***** DOCUMENT SEGMENT

# What is SERE?



## bearsergeant (Jan 28, 2017)

Sere stands for Survival, Evasion, Resistance, Escape.

Check it out.

https://asgmag.com/survival-skills/sere-survival-evasion-resistance-escape/


----------



## AnotherSOFSurvivor (Sep 7, 2016)

Ehh, I wouldnt call it a derivative of the SAS survival handbook, IMO that is more along the lines of the first half of Sapper.

SERE also depends what level and who it was meant for, my wife got to be cadre for a few rotations and is reinserting on the contractor/consultant side, and its much more complicated than pretending to carjack someone and helping you build a fire.

This article tried to over romanticize it, then shit on what it was meant for. 

sent from a paper cup and string via quantum wierdness


----------



## rstanek (Nov 9, 2012)

**********
***** STORED RECORDS

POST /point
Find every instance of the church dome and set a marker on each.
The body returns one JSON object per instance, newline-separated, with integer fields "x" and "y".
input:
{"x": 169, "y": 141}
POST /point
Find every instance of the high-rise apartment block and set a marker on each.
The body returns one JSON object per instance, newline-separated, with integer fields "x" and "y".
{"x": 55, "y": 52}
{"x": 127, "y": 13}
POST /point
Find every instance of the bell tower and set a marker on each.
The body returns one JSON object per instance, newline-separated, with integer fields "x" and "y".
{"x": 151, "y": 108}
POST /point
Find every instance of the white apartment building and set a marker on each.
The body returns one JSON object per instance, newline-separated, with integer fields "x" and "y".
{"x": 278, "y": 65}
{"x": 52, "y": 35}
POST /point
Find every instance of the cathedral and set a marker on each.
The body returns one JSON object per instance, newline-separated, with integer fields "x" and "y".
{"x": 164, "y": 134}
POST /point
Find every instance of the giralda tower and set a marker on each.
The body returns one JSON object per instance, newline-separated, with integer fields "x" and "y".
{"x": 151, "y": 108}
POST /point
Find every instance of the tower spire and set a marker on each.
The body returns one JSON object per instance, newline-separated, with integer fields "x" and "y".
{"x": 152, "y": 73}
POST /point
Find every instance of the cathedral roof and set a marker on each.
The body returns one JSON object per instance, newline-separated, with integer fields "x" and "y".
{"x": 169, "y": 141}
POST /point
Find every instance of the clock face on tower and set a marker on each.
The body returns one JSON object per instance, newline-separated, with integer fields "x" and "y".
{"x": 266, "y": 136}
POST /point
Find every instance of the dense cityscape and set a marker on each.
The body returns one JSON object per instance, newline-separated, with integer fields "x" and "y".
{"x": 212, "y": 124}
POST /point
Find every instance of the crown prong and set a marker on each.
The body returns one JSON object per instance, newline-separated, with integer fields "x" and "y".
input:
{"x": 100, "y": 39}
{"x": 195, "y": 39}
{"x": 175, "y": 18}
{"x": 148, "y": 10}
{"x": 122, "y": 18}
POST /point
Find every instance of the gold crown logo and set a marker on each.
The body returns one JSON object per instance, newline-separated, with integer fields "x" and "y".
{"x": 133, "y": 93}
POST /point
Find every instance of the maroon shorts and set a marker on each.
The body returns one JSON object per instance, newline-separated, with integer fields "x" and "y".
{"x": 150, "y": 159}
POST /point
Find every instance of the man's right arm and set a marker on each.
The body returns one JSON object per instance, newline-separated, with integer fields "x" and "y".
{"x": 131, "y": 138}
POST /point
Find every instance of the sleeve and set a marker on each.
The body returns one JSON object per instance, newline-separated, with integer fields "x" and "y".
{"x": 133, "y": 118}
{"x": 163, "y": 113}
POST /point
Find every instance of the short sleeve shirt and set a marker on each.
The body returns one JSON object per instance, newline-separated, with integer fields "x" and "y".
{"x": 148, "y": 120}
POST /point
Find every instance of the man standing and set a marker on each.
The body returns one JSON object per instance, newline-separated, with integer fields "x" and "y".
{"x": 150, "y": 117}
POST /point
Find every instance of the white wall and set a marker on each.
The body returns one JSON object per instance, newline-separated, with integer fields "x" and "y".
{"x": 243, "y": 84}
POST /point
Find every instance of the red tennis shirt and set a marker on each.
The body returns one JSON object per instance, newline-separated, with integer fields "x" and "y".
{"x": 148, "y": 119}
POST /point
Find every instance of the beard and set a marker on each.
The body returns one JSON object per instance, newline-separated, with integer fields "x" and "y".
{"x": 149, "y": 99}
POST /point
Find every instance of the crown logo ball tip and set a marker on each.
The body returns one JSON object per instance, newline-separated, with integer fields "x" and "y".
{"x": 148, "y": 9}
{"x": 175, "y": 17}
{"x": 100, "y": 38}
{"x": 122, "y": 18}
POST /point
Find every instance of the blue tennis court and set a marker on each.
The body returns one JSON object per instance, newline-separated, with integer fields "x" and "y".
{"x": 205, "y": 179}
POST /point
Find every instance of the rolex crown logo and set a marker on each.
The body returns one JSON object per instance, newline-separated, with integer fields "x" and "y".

**********

CHALLENGE 1 →
For the SERE thread, state whether each statement agrees with it. Answer yes or no and quote the deciding words.
(a) SERE stands for Survival, Evasion, Resistance, Escape.
(b) AnotherSOFSurvivor calls SERE a derivative of the SAS survival handbook.
(c) AnotherSOFSurvivor describes SERE as simpler than pretending to carjack someone and helping build a fire.
CHALLENGE 2 → Please resume the SERE thread from where it stops.
The listing plays no part in this.

RESULT 1 →
(a) Yes: "Sere stands for Survival, Evasion, Resistance, Escape."
(b) No: "Ehh, I wouldnt call it a derivative of the SAS survival handbook"
(c) No: "its much more complicated than pretending to carjack someone and helping you build a fire."

RESULT 2 →
It's interesting, but much of it is a rehash of what was taught in boot camp, who abides by the Geneva convention other then us maybe? It is good to be reminded though for us that has been out of the loop for 30, 40 years.


----------



## LunaticFringeInc (Nov 20, 2012)

That doesnt sound too terribly much like the 9 day course in the Phillipeans, I had to go through a couple of times!


----------



## bearsergeant (Jan 28, 2017)

Thanks guys for all the comments much appreciated.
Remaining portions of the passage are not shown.